• EXCERPTED TEXT:

++++++++++++++++++++

The plant, known as K-3, was built by the British in the 1930s, allowed to slip into disrepair for three decades under Saddam Hussein, then bombed by the Americans in 1991 and 2003.
Now repairing the refinery and increasing its capacity could be the easy part.
The more difficult job, according to U.S.-led coalition forces, is getting the layers of the Iraqi government to cooperate. On top of that, the coalition must help Iraqi officials transform the centralized planning adopted under the Hussein regime that stifled local initiative.
"The whole mind-set has to change. That's proving to be the longest pole in the tent," said Canadian Brig. Gen. Nicolas Matern, a counterterrorism specialist.
It is a common concern throughout Iraq, where dozens of reconstruction projects, funded in large part by the U.S., are underway. Without Iraqi buy-in, many projects are doomed to flop, officials concede.
"It's an easy task to trash a country," said British Lt. Gen. William Rollo, second in command to U.S. Army Gen. David H. Petraeus. "It's bloody difficult to rebuild it."
Despite its wrecked appearance, K-3, located in the desert about 100 miles northwest of Baghdad, is still functional. It shut down three years ago because of squabbling among Iraqi officials. The workforce remained on the payroll, with many living on site.

++++++++++++++++++++

• MATERIAL SUPPLIED:
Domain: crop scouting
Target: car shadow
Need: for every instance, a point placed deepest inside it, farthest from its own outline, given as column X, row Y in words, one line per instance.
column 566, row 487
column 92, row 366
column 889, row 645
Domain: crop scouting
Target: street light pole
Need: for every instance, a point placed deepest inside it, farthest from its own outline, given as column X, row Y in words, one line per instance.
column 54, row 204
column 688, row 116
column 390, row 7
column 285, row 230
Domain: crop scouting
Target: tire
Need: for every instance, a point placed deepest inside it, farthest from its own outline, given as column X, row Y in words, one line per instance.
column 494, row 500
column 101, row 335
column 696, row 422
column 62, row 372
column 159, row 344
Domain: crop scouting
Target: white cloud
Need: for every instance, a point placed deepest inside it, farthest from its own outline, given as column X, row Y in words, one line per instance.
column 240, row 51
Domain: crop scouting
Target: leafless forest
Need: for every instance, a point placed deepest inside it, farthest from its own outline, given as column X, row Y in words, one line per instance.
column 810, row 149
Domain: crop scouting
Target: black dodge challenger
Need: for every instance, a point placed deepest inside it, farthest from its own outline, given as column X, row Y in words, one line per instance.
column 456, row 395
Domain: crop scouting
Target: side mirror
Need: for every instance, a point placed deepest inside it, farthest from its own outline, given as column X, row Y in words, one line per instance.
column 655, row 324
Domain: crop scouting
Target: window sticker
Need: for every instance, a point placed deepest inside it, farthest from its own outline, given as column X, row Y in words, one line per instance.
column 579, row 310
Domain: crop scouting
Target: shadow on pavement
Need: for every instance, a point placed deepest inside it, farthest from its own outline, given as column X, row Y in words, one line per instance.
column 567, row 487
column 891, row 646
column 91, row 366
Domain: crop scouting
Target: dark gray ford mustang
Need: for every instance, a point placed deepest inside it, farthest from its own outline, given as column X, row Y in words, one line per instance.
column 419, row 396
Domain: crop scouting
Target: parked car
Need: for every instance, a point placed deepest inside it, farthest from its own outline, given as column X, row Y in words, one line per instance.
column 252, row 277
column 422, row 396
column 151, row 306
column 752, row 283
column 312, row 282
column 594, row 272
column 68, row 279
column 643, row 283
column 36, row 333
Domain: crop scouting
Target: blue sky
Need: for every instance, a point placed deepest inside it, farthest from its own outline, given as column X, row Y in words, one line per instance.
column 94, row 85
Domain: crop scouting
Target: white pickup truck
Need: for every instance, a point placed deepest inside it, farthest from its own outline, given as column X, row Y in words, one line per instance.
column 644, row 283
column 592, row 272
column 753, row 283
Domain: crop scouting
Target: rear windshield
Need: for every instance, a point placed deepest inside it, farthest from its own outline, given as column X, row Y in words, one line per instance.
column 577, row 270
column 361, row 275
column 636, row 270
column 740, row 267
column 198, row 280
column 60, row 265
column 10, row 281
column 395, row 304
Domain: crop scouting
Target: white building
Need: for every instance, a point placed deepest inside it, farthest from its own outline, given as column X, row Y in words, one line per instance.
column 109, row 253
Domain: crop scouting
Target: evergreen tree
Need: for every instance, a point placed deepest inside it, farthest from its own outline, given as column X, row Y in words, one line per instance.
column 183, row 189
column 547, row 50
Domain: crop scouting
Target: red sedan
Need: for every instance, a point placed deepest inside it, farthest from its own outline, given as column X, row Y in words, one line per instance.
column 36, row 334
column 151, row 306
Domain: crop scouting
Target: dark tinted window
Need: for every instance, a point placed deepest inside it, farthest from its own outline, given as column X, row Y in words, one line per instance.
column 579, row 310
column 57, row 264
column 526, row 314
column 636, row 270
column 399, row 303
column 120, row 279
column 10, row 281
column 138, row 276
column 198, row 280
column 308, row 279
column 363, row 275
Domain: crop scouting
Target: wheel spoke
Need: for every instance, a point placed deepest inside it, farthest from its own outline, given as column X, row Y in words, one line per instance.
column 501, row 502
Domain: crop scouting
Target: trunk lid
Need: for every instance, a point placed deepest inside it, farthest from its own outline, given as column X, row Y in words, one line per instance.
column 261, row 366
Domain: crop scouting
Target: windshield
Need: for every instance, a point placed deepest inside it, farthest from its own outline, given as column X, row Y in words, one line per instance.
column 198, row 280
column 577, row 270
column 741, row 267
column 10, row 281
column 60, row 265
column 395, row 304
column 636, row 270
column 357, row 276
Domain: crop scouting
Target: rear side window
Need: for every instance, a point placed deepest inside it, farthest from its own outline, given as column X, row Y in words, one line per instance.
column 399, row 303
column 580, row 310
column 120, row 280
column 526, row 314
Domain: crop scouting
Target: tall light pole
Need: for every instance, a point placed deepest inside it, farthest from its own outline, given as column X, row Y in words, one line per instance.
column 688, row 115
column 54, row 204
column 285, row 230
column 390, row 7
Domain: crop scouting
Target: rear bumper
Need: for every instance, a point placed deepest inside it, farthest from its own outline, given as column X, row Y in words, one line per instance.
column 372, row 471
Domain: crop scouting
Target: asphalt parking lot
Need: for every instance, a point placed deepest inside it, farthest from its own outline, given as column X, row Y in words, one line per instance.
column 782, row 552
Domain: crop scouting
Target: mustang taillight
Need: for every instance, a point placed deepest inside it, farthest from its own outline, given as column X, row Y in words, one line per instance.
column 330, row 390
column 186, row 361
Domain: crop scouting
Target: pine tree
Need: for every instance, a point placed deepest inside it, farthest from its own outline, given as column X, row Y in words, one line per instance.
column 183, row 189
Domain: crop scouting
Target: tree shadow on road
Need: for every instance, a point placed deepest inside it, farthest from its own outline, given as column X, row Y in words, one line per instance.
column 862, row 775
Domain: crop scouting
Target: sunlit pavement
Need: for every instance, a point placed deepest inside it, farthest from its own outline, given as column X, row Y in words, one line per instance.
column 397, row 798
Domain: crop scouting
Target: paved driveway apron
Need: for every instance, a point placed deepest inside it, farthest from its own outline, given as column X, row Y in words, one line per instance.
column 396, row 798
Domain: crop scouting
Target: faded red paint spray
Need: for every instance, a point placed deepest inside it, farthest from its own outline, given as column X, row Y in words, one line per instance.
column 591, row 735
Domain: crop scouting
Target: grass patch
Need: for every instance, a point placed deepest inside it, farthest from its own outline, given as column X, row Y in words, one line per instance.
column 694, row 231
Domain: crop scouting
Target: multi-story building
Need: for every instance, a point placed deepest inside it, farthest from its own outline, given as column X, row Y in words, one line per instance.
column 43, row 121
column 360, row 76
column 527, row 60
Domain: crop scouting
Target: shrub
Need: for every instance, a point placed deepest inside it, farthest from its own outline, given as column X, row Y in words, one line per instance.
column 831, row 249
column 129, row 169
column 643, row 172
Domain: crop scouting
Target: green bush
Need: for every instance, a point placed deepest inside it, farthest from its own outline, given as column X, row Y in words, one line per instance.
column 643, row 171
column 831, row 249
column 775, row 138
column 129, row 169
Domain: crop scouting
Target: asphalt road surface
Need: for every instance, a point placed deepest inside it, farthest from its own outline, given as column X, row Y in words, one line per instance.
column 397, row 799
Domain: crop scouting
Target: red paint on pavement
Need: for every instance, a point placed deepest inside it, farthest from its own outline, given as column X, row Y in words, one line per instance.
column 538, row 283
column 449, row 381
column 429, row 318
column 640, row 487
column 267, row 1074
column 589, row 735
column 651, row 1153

++++++++++++++++++++

• TO BE DONE:
A: In the K-3 refinery passage, who built the plant, and in which decade?
B: Take the part of the K-3 refinery passage that opens with the words containing "Now repairing the" and closes with "stifled local initiative.", and change "coalition" to "alliance" throughout it.
C: Translate this sentence from the K-3 refinery passage into Spanish: "It shut down three years ago because of squabbling among Iraqi officials."
Answer using only the K-3 refinery passage, not the listing.

• SOLUTIONS:
A: The British built it in the 1930s.

B:
Now repairing the refinery and increasing its capacity could be the easy part.
The more difficult job, according to U.S.-led alliance forces, is getting the layers of the Iraqi government to cooperate. On top of that, the alliance must help Iraqi officials transform the centralized planning adopted under the Hussein regime that stifled local initiative.

C: Cerró hace tres años debido a las disputas entre funcionarios iraquíes.